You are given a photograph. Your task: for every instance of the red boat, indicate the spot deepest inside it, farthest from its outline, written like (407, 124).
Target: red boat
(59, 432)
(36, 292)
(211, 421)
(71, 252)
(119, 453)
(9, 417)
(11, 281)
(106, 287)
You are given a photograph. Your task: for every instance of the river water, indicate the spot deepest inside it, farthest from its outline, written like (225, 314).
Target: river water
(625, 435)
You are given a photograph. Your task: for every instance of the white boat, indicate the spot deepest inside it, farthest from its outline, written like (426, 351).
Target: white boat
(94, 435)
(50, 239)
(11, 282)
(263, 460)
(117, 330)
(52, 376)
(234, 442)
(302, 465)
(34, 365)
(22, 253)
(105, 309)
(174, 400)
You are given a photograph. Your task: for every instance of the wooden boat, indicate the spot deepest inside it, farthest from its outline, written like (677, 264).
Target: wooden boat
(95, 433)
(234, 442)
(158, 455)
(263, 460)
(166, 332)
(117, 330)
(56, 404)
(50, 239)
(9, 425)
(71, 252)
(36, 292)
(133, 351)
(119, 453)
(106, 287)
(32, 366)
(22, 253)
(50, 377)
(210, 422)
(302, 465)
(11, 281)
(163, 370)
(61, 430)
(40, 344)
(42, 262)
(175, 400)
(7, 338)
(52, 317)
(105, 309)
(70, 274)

-=-=-=-=-

§ **Required task**
Please quote all of the items above, line for line and without any change.

§ **Reply**
You are given a photograph. Your task: for every instance of the red boat, indicate the spot deepest inside it, farthest from its outline, written like (407, 124).
Target: red boat
(59, 432)
(36, 292)
(211, 421)
(71, 252)
(119, 453)
(9, 417)
(11, 281)
(106, 287)
You are given a photograph. Your task: for every instance of the river water, indicate the spot deepest inside it, farthest from its outline, written like (225, 314).
Target: river water
(625, 435)
You are given a photograph. Your task: for every instance of the white boat, indicate the spot deepest inside it, farthest from its outline, written like (426, 351).
Target: white boat
(94, 435)
(50, 239)
(11, 282)
(263, 460)
(117, 330)
(52, 376)
(234, 442)
(302, 465)
(34, 365)
(22, 253)
(105, 309)
(174, 400)
You are given a photograph. Your task: for every instance of the wooden boat, indicate the spot deepest inside it, farthest from its outline, written like (677, 264).
Target: wooden boat
(95, 433)
(234, 442)
(158, 455)
(263, 460)
(166, 332)
(117, 330)
(56, 404)
(50, 239)
(9, 425)
(71, 252)
(36, 292)
(133, 351)
(119, 453)
(106, 287)
(32, 366)
(22, 253)
(50, 377)
(210, 422)
(302, 465)
(11, 281)
(163, 370)
(61, 430)
(40, 344)
(42, 262)
(175, 400)
(7, 338)
(52, 317)
(105, 309)
(70, 274)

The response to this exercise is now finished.